- Origin: Stockholm, Sweden
- Genres: New Orleans jazz
- Years active: 2007–present
- Labels: Herman Records
- Members: Bent Persson Lars Frank Kristoffer Kompen Jacob Ullberger Frans Sjöström Morten Gunnar Larsen
- Website: Union Rhythm Kings on Myspace

= Union Rhythm Kings =

Union Rhythm Kings (established 2007 in Stockholm, Sweden) is a Norwegian - Swedish sextet performing traditional New Orleans jazz. The band was founded by the trombonist Kristoffer Kompen.

== Biography ==
Union Rhythm Kings have undertaken several tours in Norway and Sweden since 2008, where they played in various jazz clubs, concert halls, cultural and jazz festivals such as the Oslo Jazzfestival, the Trondheim Jazz Festival, Gothenburg Jazz Festival, Moldejazz and the Classic Jazzparty in Newcastle.

**STORED RECORDS**

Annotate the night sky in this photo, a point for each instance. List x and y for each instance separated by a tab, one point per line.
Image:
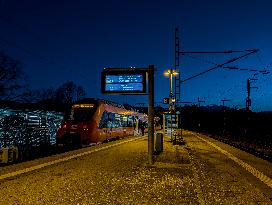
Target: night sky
61	40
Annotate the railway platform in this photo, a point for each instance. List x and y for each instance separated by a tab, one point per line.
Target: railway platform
201	171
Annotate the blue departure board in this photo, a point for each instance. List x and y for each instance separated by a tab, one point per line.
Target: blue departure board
124	83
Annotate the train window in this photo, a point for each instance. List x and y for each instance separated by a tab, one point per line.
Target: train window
103	120
130	121
82	114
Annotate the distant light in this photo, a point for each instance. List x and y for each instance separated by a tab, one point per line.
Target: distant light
168	72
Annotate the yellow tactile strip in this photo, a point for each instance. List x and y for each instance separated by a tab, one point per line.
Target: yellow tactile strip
36	167
265	179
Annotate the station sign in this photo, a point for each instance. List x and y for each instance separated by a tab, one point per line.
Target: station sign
123	81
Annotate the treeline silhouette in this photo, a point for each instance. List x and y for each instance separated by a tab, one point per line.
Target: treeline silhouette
248	130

**OBJECTIVE**
Could you carry the Union Rhythm Kings article forward, starting right after its final sentence?

**TASK ANSWER**
The band is a combination of Swedish and Norwegian musicians of two generations, which has developed a genuine interest in the traditional New Orleans jazz from the 1920s and 1930s.

== Personnel ==
- Bent Persson (Sweden), trumpet
- Lars Frank (Norway) - clarinet & saxophone
- Kristoffer Kompen (Norway) - trombone
- Jacob Ullberger (Sweden) - banjo & guitar
- Frans Sjöström (Sweden) - bass sax
- Morten Gunnar Larsen (Norway) - piano

== Discography ==
- 2008: A Hot Reunion! (Herman Records)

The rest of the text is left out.